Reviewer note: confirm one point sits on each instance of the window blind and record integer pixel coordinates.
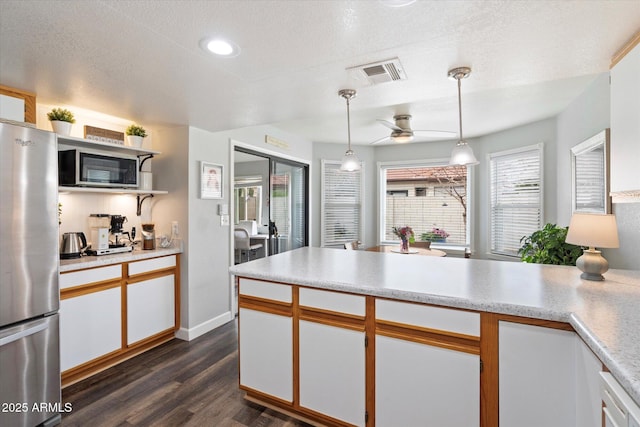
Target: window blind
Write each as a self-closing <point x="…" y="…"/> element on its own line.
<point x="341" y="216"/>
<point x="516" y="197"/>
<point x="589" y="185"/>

...

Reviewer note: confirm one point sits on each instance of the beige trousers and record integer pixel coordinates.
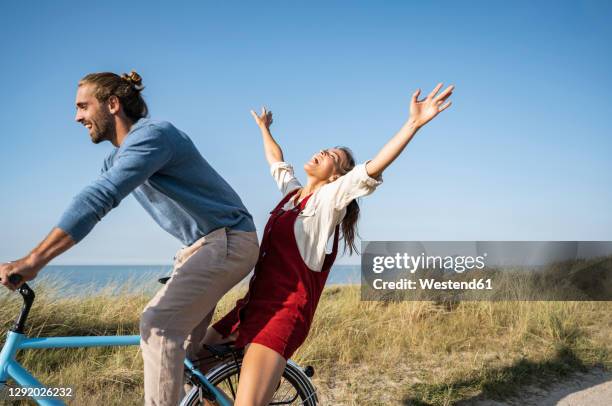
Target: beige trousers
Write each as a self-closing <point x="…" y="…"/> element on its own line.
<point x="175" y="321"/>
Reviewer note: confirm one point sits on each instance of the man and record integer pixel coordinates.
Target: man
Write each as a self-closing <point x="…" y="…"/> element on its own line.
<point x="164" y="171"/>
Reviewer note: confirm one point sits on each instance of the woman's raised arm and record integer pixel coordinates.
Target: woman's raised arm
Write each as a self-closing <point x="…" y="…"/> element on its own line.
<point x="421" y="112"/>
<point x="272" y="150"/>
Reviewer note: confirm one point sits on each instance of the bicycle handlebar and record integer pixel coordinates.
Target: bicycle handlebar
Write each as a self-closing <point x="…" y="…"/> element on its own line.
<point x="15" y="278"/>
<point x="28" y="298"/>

### What is required
Please give back, exactly as it stands above, the stretch from the line with "Target: man" through the line with "Target: bicycle handlebar", and no line outside it.

### Reply to the exercise
Target: man
Write each as a self-closing <point x="…" y="…"/> element on its own line.
<point x="164" y="171"/>
Reviewer note: confirm one point sits on each instance of the woman's raised arm and record integer pixel coordinates.
Target: woman's raised arm
Write each as a self-closing <point x="…" y="…"/> element on its own line.
<point x="421" y="112"/>
<point x="272" y="150"/>
Reviewer note: confirm one point sits on each instance of the bicycle handlebar and record integer pixel coordinates.
Target: bicycle handlebar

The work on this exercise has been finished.